*Task prompt:* Rewrite the items, replacing every "boat" with "ship" and leaving everything else the same.

*The records:*
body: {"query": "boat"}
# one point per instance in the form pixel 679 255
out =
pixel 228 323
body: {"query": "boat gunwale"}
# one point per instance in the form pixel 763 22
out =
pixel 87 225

*Correct response:*
body: {"query": "ship"}
# one point per instance in the form pixel 679 255
out =
pixel 228 323
body: {"query": "ship gunwale"}
# one point per instance in the form pixel 763 22
out =
pixel 87 225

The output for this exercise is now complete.